• TASK BRIEF: Reproduce the records below in full, substituting "point pairs" for every occurrence of "vertex pairs" and leaving all other text unchanged.

• RECORDS TO USE:
#####

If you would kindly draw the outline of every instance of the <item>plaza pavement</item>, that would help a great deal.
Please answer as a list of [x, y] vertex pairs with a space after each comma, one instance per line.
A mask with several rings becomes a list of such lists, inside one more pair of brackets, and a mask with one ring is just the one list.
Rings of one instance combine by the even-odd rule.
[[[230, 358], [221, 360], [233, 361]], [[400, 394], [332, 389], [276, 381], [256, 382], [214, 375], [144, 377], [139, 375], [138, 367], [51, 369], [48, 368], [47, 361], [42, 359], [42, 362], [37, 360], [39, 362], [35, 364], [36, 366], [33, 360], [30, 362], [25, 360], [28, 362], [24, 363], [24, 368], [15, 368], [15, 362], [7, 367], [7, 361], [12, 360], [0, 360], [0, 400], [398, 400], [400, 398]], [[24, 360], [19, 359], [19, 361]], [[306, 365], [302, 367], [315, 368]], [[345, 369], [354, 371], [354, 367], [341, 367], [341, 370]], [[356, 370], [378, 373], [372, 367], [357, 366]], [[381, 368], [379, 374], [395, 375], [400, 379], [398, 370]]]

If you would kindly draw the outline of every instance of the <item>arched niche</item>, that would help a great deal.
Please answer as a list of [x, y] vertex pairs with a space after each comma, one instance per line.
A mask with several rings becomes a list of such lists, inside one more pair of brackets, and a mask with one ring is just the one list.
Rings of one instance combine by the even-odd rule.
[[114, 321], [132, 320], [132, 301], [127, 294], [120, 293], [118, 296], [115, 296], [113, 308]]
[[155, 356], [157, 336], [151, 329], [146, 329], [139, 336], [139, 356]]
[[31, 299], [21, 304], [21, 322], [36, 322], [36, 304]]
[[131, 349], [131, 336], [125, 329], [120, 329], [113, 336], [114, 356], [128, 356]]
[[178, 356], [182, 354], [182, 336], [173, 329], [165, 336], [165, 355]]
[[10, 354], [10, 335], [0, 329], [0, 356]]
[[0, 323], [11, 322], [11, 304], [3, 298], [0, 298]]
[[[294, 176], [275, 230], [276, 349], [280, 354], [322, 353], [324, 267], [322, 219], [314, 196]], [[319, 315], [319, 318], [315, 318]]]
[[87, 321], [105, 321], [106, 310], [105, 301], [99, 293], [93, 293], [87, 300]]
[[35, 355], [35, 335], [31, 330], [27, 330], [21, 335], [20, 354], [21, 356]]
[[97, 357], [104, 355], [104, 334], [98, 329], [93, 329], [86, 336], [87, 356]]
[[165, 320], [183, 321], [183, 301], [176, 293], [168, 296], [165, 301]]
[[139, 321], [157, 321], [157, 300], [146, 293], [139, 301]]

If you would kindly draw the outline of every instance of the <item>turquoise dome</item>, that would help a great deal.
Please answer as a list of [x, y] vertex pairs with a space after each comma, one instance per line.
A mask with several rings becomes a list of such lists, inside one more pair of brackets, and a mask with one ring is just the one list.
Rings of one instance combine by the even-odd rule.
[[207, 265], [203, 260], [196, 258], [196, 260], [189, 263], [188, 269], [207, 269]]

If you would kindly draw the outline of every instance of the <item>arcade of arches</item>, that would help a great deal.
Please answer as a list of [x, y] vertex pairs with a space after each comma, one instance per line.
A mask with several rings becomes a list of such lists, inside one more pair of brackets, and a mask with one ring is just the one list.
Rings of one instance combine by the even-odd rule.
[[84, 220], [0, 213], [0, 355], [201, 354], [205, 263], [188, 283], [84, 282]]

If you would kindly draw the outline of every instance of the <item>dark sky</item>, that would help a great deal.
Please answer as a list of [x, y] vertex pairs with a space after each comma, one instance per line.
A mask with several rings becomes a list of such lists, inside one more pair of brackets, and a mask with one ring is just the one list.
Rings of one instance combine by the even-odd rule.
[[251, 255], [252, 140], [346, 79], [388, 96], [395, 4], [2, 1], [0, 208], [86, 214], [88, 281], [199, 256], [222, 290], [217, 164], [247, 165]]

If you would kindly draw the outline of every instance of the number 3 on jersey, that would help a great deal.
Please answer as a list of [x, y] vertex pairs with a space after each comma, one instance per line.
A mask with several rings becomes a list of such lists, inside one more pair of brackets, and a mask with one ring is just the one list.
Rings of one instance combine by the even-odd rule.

#####

• EXERCISE OUTPUT:
If you would kindly draw the outline of every instance of the <item>plaza pavement</item>, that would help a great deal.
Please answer as a list of [x, y] point pairs with a space after each comma, one instance per line.
A mask with several rings becomes a list of such lists, inside one more pair of brackets, and a mask with one ring is just the one list.
Rings of one instance combine by the even-odd rule.
[[[230, 358], [221, 360], [233, 361]], [[400, 394], [332, 389], [276, 381], [256, 382], [214, 375], [144, 377], [139, 375], [138, 367], [51, 369], [48, 368], [47, 361], [42, 359], [42, 362], [37, 360], [39, 362], [35, 364], [36, 366], [33, 360], [30, 362], [25, 360], [28, 362], [24, 363], [24, 368], [15, 368], [15, 362], [7, 367], [7, 361], [12, 360], [0, 360], [0, 400], [398, 400], [400, 398]], [[24, 360], [19, 359], [19, 361]], [[306, 365], [302, 367], [315, 368]], [[345, 369], [354, 371], [354, 367], [341, 367], [341, 370]], [[356, 370], [378, 373], [372, 367], [357, 366]], [[381, 368], [379, 374], [395, 375], [400, 379], [398, 370]]]

If you would kindly draw the outline of every instance of the <item>arched niche</item>, that would help a great deal.
Please answer as a list of [x, y] point pairs with a space after each comma, one instance per line.
A mask with several rings becomes a list of such lists, inside one more pair of brackets, and a mask with one ring is just the one list.
Rings of one instance combine by the even-odd rule.
[[114, 321], [132, 320], [132, 301], [127, 294], [120, 293], [118, 296], [115, 296], [113, 308]]
[[155, 356], [157, 336], [151, 329], [146, 329], [139, 336], [139, 356]]
[[31, 299], [21, 304], [21, 322], [36, 322], [36, 304]]
[[131, 349], [131, 336], [125, 329], [120, 329], [113, 336], [114, 356], [128, 356]]
[[178, 356], [182, 354], [182, 336], [173, 329], [165, 336], [165, 355]]
[[10, 354], [10, 335], [0, 329], [0, 356]]
[[0, 323], [11, 322], [11, 304], [3, 298], [0, 298]]
[[[294, 176], [275, 230], [276, 349], [280, 354], [322, 353], [324, 267], [322, 219], [314, 196]], [[319, 315], [319, 318], [315, 318]]]
[[87, 321], [105, 321], [106, 310], [105, 301], [99, 293], [93, 293], [87, 300]]
[[35, 355], [35, 335], [31, 330], [27, 330], [21, 335], [20, 354], [21, 356]]
[[97, 357], [104, 355], [104, 334], [98, 329], [93, 329], [86, 336], [87, 356]]
[[165, 320], [183, 321], [183, 301], [176, 293], [168, 296], [165, 301]]
[[139, 321], [157, 321], [157, 300], [146, 293], [139, 301]]

If you would kindly draw the outline of every instance of the <item>turquoise dome</item>, that would help a great deal.
Please answer as a list of [x, y] point pairs with a space after each comma, one instance per line.
A mask with several rings becomes a list of such lists, inside one more pair of brackets, and a mask with one ring is just the one list.
Rings of one instance combine by the even-odd rule.
[[207, 265], [203, 260], [196, 258], [196, 260], [189, 263], [188, 269], [207, 269]]

If you would kindly draw the outline of every instance of the <item>arcade of arches</item>, that would help a great deal.
Please answer as a list of [x, y] point pairs with a space after each comma, one instance per line.
A mask with several rings becomes a list of such lists, inside one more pair of brackets, and a mask with one ring is just the one list.
Rings of one instance combine by the even-odd rule.
[[84, 220], [0, 213], [0, 355], [201, 354], [205, 263], [188, 283], [84, 282]]

If you would kindly draw the outline of every instance of the <item>dark sky</item>, that would help a great deal.
Please answer as a list of [x, y] point pairs with a space after each comma, one instance per line.
A mask with several rings becomes a list of such lists, inside one more pair of brackets, and a mask with one ring is just the one list.
Rings of one instance combine by the even-odd rule.
[[251, 255], [252, 140], [346, 79], [388, 96], [395, 4], [2, 1], [0, 208], [86, 214], [88, 281], [199, 256], [222, 290], [217, 164], [247, 165]]

If you would kindly draw the outline of every instance of the number 3 on jersey, that would help a great deal.
Please answer as a list of [x, y] point pairs with a space after each comma, one instance per line.
A mask with several rings becomes a list of such lists, inside one more pair of brackets, and a mask with one ring is just the one list.
Rings of one instance combine by the even-odd rule.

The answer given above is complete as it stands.